══ ENTRIES SHOWN
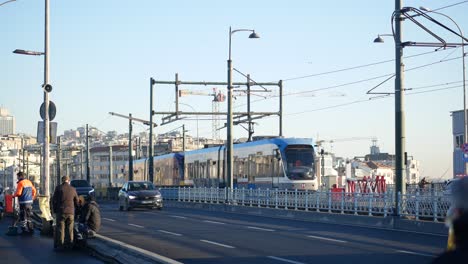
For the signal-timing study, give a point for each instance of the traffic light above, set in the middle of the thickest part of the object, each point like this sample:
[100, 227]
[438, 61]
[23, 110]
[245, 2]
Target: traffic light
[47, 88]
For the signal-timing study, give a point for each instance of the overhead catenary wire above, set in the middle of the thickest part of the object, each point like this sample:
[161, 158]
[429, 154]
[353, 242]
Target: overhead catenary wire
[358, 66]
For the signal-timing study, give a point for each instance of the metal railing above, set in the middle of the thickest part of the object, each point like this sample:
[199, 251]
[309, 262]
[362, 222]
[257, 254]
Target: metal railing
[432, 207]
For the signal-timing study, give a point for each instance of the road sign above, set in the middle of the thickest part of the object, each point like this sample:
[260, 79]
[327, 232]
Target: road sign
[52, 111]
[52, 132]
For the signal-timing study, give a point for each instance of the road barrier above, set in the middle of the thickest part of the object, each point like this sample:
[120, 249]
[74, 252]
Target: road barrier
[430, 207]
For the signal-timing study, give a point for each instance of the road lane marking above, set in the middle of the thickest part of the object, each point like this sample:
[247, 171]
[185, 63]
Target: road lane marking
[176, 216]
[214, 222]
[415, 253]
[285, 260]
[136, 226]
[157, 258]
[170, 233]
[261, 229]
[217, 244]
[328, 239]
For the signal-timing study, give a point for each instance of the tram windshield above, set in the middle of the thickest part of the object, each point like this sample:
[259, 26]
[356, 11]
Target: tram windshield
[300, 162]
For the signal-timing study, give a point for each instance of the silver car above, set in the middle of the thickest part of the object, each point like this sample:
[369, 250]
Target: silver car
[139, 194]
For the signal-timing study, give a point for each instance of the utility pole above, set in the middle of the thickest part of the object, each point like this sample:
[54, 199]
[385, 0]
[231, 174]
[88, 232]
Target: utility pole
[81, 163]
[399, 108]
[150, 147]
[87, 155]
[111, 165]
[59, 155]
[249, 116]
[183, 137]
[130, 157]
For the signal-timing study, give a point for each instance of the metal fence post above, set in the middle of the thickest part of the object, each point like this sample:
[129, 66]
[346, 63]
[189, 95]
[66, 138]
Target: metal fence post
[317, 200]
[295, 200]
[276, 198]
[435, 206]
[258, 197]
[286, 199]
[385, 204]
[355, 204]
[417, 205]
[399, 205]
[268, 198]
[342, 201]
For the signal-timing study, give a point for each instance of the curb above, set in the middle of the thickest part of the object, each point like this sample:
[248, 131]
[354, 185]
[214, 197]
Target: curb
[118, 252]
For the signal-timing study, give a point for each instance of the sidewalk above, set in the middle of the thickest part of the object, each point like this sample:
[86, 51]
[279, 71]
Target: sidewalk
[36, 249]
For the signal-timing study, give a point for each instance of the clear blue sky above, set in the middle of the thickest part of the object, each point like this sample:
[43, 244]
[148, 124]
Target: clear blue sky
[103, 53]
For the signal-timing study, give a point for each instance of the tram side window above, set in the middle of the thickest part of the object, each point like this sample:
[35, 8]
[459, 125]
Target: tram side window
[277, 171]
[252, 167]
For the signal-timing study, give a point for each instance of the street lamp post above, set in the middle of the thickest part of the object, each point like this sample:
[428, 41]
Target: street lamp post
[229, 143]
[47, 88]
[400, 186]
[4, 174]
[193, 109]
[6, 2]
[150, 148]
[465, 117]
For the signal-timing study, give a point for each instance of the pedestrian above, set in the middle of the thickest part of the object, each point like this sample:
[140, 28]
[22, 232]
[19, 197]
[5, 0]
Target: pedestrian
[26, 193]
[457, 220]
[64, 201]
[90, 218]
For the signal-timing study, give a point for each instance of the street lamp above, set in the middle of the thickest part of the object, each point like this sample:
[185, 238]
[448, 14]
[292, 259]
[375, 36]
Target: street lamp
[47, 89]
[193, 109]
[400, 186]
[465, 118]
[229, 143]
[4, 173]
[379, 38]
[7, 2]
════
:: STATED EXERCISE ::
Please rewrite all the items above as a JSON list of strings with one string per line, skipping blank lines and leaving the pictures out.

:: FINAL ANSWER ::
[
  "For the signal-timing study, give a point for each instance of the traffic light above, set in the middle of the thickest part of the object, each point like this sample:",
  "[100, 227]",
  "[438, 61]",
  "[23, 110]",
  "[245, 2]",
  "Target: traffic light",
  "[47, 88]",
  "For the signal-timing study, give a point for each instance of the overhead catenary wire above, set in the middle of the thickest part of the object, each point like this sample:",
  "[161, 158]",
  "[429, 154]",
  "[353, 242]",
  "Target: overhead catenary wire",
  "[358, 66]",
  "For the signal-timing study, give a point for each instance of the metal railing above, set in the middle of the thickest part of the object, each point like this sample:",
  "[199, 251]",
  "[309, 262]",
  "[362, 222]",
  "[257, 254]",
  "Target: metal railing",
  "[432, 207]",
  "For the signal-timing study, give a point for each instance of the road sign above, set in the middle of the thickest part of the object, each point like this sample:",
  "[260, 79]",
  "[327, 232]",
  "Target: road sign",
  "[52, 111]",
  "[52, 132]",
  "For the signal-timing study, give a point for each instance of the road barrier above, set in the middle of the thickest part of the object, each point like this sample:",
  "[120, 249]",
  "[74, 252]",
  "Target: road barrier",
  "[430, 207]",
  "For the signal-timing study, give a point for each instance of the road lane marking above, set in the middle of the thickest part of the object, each point like this sample:",
  "[247, 171]",
  "[185, 63]",
  "Target: road lane marking",
  "[176, 216]",
  "[214, 222]",
  "[415, 253]",
  "[285, 260]",
  "[136, 226]",
  "[157, 258]",
  "[170, 233]",
  "[261, 229]",
  "[217, 244]",
  "[328, 239]",
  "For the signal-timing study, give a point for each instance of the tram windshield above, set in the middle of the thickest part of the object, each point like this sample:",
  "[259, 26]",
  "[356, 11]",
  "Target: tram windshield",
  "[300, 162]",
  "For the signal-timing study, give a point for each instance of the silver car above, set in the middle of the thickest part of the object, each point like this sample:",
  "[369, 250]",
  "Target: silver car",
  "[139, 194]",
  "For the signal-timing study, give a point for each instance of the utility pole above, set in the middle of the thickest part of the object, each point like this sample:",
  "[54, 199]",
  "[385, 0]",
  "[231, 174]",
  "[88, 232]",
  "Target: utility pole",
  "[81, 163]",
  "[399, 108]",
  "[150, 147]",
  "[87, 155]",
  "[111, 165]",
  "[59, 155]",
  "[249, 116]",
  "[183, 137]",
  "[130, 157]",
  "For the signal-timing study, give a point for each instance of the metal fence post above, set in the middle of the thickest part of the object, each point like this sample:",
  "[129, 66]",
  "[346, 63]",
  "[189, 95]",
  "[66, 138]",
  "Target: metal fence post",
  "[317, 200]",
  "[295, 200]",
  "[276, 198]",
  "[435, 206]",
  "[258, 197]",
  "[286, 199]",
  "[385, 204]",
  "[355, 204]",
  "[417, 205]",
  "[399, 205]",
  "[268, 198]",
  "[342, 201]",
  "For the signal-timing study, give a point for each instance of the curb above, set in the middle of the thickest part of the object, each point like this sample:",
  "[248, 131]",
  "[354, 185]",
  "[214, 197]",
  "Target: curb",
  "[118, 252]",
  "For the signal-timing study, give a point for each instance of the sidewalk above, set in the middle of the thickest part of the object, each point like this sample:",
  "[86, 51]",
  "[279, 71]",
  "Target: sidewalk",
  "[36, 249]",
  "For the signal-timing study, give a point for each instance of the clear blue sky above, set in the middle of the thickest part of the object, each point like this sample:",
  "[43, 244]",
  "[148, 124]",
  "Target: clear blue sky",
  "[103, 53]",
  "For the signal-timing study, give a point for each instance of the tram side window above, set in the middle of the thickest part of the object, each point like this sample:",
  "[35, 8]",
  "[459, 125]",
  "Target: tram side window",
  "[277, 171]",
  "[252, 167]",
  "For the signal-timing study, give a point for each instance of the street lamp post above, set in the middle of the thickest part of the object, each point like this sample:",
  "[428, 41]",
  "Target: street lamp post",
  "[229, 143]",
  "[47, 88]",
  "[400, 186]",
  "[4, 174]",
  "[193, 109]",
  "[6, 2]",
  "[150, 148]",
  "[465, 117]",
  "For the signal-timing study, give a point for each instance of the pedestrian above, set in the middle of the thickest part of the object, each point like this sample:",
  "[140, 28]",
  "[22, 232]",
  "[19, 197]",
  "[5, 0]",
  "Target: pedestrian",
  "[26, 193]",
  "[457, 220]",
  "[64, 201]",
  "[90, 218]",
  "For the signal-timing study, give a point for each instance of the street lamp above, set in the middle of the thickest part of the object, each point like this sample:",
  "[185, 238]",
  "[448, 14]",
  "[292, 259]",
  "[375, 36]",
  "Target: street lamp",
  "[47, 89]",
  "[193, 109]",
  "[400, 186]",
  "[465, 118]",
  "[229, 143]",
  "[4, 173]",
  "[379, 38]",
  "[7, 2]"
]